Give the portion of the items that opens with the line containing "Box chrome grille trim for me." and closes with the line containing "[148,177,168,194]", both included, as a JSON list of strings with one string per line. Omit blank lines and leave the pictures out.

==== Materials provided

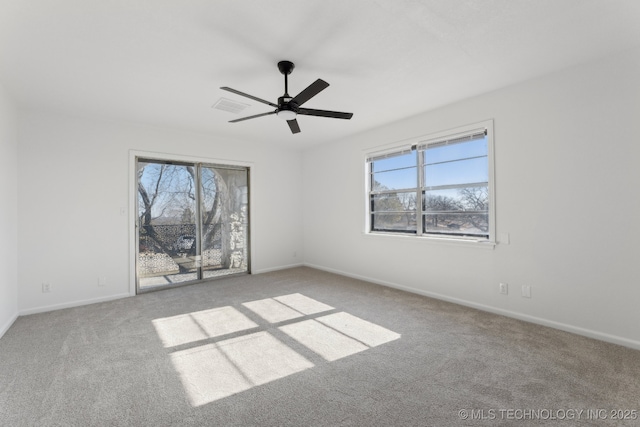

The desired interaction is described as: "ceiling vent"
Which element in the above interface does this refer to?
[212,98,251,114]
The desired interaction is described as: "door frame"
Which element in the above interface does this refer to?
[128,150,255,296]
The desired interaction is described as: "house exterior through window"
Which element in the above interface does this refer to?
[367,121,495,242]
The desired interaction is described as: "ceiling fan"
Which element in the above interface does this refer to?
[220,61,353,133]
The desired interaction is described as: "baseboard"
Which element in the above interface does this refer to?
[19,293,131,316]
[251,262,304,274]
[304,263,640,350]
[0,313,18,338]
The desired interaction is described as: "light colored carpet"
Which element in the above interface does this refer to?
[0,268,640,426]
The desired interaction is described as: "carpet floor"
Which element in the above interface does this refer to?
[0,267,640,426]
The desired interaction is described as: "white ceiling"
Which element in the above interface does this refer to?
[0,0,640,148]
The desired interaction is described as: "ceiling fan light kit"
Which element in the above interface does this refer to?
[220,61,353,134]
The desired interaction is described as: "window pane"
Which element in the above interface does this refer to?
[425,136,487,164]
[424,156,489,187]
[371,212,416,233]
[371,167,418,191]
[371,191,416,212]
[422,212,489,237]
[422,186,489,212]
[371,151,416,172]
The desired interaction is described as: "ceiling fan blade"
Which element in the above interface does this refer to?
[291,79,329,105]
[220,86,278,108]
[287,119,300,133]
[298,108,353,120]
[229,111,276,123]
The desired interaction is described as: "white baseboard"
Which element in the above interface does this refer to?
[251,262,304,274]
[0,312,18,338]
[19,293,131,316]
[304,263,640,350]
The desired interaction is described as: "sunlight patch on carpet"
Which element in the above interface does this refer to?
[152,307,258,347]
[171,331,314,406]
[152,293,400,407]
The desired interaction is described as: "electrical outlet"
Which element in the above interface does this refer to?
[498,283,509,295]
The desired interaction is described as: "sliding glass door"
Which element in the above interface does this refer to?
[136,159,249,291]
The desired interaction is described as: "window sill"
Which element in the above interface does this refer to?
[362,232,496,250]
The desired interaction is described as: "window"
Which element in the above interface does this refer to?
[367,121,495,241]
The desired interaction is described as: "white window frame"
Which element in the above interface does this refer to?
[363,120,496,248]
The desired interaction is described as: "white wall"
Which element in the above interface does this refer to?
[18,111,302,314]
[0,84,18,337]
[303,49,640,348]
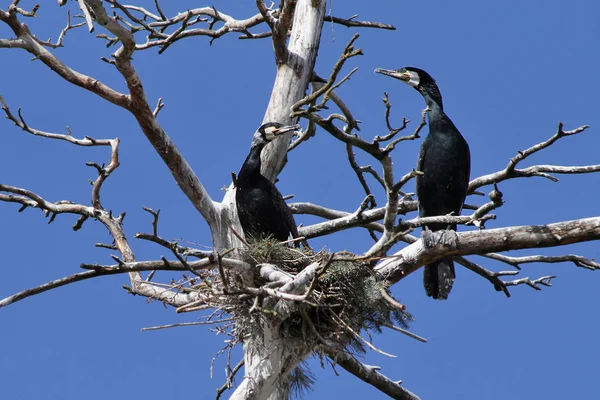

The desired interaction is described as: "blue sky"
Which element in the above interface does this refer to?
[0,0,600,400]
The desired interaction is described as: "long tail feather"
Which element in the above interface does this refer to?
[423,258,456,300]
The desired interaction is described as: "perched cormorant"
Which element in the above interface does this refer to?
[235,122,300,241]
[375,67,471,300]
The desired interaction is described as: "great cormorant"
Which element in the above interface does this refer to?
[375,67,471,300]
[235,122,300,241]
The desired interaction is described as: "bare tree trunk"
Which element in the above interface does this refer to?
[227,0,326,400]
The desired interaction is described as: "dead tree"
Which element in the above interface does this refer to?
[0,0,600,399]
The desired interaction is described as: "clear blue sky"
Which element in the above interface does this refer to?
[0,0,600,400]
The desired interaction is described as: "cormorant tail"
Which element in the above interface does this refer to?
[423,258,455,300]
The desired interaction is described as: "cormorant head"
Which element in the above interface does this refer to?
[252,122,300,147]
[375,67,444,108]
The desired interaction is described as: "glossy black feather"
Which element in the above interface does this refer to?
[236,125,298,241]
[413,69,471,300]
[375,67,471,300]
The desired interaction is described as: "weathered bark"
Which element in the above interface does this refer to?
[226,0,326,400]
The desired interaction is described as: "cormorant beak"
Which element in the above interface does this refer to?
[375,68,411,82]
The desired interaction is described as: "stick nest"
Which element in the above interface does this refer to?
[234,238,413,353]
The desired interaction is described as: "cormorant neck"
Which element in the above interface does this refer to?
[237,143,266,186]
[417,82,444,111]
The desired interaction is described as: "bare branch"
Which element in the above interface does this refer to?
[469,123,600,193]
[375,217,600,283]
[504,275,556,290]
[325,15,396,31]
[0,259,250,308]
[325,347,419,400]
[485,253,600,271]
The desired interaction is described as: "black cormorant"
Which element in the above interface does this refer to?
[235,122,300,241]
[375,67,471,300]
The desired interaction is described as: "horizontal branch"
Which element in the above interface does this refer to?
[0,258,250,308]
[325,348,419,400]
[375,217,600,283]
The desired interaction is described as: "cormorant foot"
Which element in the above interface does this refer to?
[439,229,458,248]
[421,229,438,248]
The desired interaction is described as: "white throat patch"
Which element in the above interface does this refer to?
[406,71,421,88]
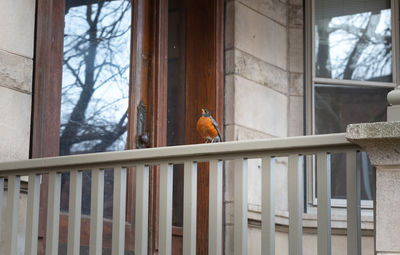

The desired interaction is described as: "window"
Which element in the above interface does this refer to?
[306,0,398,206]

========
==== Materials provided

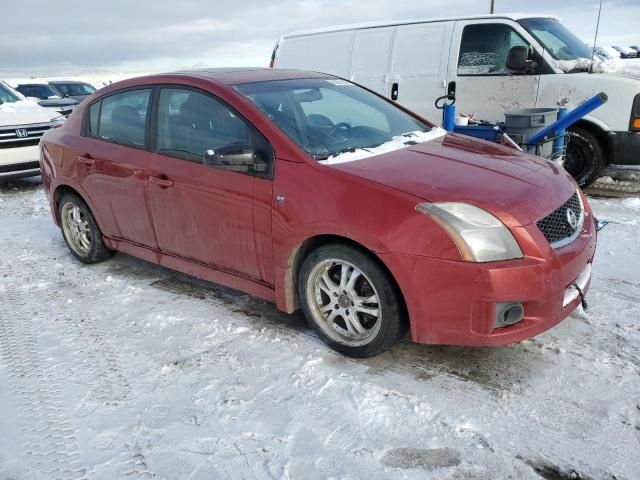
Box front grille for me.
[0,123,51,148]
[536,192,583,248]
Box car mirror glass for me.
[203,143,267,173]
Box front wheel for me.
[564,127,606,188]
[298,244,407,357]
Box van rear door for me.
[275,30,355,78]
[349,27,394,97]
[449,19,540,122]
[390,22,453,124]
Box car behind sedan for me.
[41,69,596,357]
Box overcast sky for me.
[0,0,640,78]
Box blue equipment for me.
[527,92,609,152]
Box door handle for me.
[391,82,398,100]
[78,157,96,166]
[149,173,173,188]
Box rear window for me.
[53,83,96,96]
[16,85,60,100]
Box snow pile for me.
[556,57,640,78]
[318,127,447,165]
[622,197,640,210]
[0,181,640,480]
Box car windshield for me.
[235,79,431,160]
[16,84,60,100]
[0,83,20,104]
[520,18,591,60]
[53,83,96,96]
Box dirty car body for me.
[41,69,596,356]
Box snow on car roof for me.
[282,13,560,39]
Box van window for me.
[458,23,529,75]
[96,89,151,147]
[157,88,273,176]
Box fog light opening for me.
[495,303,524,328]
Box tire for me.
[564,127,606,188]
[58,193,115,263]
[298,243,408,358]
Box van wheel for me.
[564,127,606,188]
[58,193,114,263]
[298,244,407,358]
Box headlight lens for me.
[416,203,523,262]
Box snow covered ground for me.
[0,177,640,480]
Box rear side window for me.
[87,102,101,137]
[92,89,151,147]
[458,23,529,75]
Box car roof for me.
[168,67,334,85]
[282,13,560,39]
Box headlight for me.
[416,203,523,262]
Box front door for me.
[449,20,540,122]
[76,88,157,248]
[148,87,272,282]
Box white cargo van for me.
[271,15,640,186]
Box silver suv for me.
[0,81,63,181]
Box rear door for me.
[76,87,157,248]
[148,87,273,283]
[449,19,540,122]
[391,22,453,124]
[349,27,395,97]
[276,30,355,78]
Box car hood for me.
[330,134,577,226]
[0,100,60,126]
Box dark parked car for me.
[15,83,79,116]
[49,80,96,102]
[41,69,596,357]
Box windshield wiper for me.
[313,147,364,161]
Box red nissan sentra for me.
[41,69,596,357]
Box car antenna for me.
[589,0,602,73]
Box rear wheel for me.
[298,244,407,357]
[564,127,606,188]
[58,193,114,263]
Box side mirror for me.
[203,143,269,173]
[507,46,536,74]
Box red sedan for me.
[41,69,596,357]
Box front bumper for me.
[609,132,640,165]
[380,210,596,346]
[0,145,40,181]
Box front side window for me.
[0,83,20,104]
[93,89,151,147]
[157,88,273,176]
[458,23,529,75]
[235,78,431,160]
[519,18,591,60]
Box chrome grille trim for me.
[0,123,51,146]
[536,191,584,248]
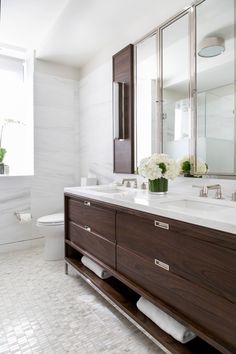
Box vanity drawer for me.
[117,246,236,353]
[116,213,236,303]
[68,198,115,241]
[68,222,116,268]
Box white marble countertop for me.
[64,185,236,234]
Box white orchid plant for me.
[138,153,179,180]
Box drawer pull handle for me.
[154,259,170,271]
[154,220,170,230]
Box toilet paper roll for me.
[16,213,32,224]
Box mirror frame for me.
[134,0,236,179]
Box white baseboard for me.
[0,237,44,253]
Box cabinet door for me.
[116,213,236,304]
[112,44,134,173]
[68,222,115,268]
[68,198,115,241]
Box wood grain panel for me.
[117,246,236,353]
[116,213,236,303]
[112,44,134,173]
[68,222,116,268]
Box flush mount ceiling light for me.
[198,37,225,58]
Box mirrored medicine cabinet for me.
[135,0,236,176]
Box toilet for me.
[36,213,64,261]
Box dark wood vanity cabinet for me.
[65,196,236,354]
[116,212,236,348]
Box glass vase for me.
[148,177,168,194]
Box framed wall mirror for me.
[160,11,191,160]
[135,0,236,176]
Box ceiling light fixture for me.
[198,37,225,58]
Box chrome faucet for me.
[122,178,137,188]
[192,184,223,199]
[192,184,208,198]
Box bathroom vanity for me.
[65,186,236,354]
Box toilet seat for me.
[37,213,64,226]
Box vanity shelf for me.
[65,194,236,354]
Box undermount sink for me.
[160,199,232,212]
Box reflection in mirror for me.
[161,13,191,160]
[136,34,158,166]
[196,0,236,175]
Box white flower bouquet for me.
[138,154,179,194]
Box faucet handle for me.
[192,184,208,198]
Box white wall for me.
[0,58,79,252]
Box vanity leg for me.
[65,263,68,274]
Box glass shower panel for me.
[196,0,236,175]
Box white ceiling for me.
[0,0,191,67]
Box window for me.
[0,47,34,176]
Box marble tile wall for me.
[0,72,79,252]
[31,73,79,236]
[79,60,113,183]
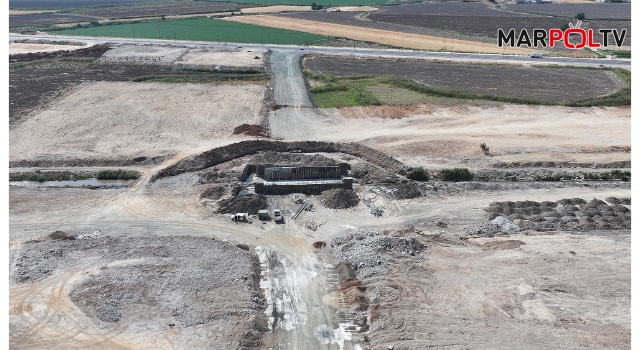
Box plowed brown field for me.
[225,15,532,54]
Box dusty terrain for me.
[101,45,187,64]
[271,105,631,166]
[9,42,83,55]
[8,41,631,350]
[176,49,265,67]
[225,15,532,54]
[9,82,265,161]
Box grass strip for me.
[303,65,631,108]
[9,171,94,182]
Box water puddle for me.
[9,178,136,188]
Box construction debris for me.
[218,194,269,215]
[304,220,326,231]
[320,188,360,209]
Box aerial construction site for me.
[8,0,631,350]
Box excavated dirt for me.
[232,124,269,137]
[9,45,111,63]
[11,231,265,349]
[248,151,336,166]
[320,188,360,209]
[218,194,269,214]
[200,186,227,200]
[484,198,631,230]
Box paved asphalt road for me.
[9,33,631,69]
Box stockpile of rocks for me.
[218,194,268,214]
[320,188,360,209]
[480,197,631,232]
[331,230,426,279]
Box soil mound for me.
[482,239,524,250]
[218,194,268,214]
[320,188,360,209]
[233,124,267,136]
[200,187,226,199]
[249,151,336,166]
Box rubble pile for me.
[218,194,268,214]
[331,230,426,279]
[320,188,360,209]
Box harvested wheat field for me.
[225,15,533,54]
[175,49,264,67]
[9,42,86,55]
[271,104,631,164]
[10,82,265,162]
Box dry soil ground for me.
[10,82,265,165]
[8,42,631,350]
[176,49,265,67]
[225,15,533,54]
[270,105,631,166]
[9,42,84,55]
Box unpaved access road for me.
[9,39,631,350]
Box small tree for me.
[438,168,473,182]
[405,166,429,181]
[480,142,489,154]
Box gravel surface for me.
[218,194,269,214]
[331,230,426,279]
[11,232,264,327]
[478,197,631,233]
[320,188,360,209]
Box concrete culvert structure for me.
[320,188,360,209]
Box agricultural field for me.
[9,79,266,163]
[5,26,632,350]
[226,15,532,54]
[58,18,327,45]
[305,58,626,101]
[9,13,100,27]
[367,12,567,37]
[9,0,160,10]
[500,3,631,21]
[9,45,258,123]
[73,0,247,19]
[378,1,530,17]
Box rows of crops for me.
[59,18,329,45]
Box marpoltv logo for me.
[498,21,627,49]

========

> Written answer
[
  "Box chrome grille trim for me.",
  "[0,123,51,146]",
  "[536,191,584,248]",
  "Box vanity drawer for me.",
  "[117,246,236,353]",
  "[116,213,236,303]",
  "[68,198,115,241]",
  "[68,222,116,268]",
  "Box white marble countertop for me.",
  "[64,185,236,234]",
  "Box white orchid plant for me.",
  "[138,153,179,180]",
  "Box drawer pull handle for me.",
  "[154,259,170,271]",
  "[154,220,170,230]",
  "Box toilet paper roll for me.",
  "[16,213,32,224]",
  "Box mirror frame for me.",
  "[134,0,236,179]",
  "Box white baseboard for me.",
  "[0,237,44,253]",
  "Box cabinet door for me.",
  "[116,213,236,304]",
  "[112,44,134,173]",
  "[68,222,115,268]",
  "[68,198,115,241]",
  "Box wood grain panel for me.",
  "[117,246,236,353]",
  "[116,213,236,303]",
  "[112,44,134,173]",
  "[68,222,116,268]",
  "Box flush mount ceiling light for me.",
  "[198,37,225,58]",
  "Box mirrored medicine cabinet for me.",
  "[135,0,236,176]",
  "Box toilet for me.",
  "[36,213,64,261]",
  "Box dark wood vanity cabinet for me.",
  "[65,196,236,354]",
  "[116,212,236,348]",
  "Box glass vase for me.",
  "[148,177,168,194]"
]